§ The problem:
In the blog post, which night of the week does the writer spend with friends in conversation and prayer?

Thursday, October 20, 2011

guard his heart, guard my heart

i'm going to take a minute to exhale because i just had an amazing conversation and prayer time with my girls. i love our wednesday night time together. i get what i need from them and god. i am also able to give to them and god. it's a win/win. and so i exhale the heaviness that gripped me at the beginning of the week. and i welcome the lightness that came with sharing my burdens with my sisters and leaving them at the feet of jesus. it's real to me.

so much was covered in regards to my emotional state this week. more and more i find myself struggling with the current state of affairs. it doesn't consume me and yet some moments of some days i fear i can't take in enough breath because my chest is so tight. the ache is so strong. i exhale freely now though because i got what i needed.

my friends are funny because they know me so well. they straight called me on my bs today and i needed it. they always allow me to feel what i feel and i love them for it. but they bring me back when i need that as well. so i'm thinking my actions and my language need to change.

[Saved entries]
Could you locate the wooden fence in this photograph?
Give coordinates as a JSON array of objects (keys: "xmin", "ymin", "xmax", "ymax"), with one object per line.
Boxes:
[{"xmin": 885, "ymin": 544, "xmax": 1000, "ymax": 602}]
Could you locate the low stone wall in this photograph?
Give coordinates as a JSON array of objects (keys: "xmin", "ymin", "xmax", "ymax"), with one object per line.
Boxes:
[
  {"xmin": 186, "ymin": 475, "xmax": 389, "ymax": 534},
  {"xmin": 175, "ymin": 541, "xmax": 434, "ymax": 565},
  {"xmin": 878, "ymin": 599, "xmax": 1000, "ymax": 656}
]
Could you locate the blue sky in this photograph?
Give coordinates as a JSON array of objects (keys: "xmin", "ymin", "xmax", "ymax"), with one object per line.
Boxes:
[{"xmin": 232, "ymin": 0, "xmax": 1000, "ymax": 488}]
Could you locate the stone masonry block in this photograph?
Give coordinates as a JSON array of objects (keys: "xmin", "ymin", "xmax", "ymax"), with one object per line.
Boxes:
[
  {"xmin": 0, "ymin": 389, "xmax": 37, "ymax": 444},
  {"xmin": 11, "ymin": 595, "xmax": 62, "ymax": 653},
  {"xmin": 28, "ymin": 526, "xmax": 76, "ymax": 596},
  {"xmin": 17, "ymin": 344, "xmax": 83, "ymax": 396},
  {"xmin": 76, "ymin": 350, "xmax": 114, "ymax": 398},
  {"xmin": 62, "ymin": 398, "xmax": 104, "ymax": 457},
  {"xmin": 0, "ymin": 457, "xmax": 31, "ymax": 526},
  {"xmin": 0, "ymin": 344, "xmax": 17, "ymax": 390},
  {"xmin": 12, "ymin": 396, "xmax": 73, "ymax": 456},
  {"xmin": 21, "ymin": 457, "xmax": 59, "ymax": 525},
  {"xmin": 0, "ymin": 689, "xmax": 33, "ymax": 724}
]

§ Written response:
Wednesday night.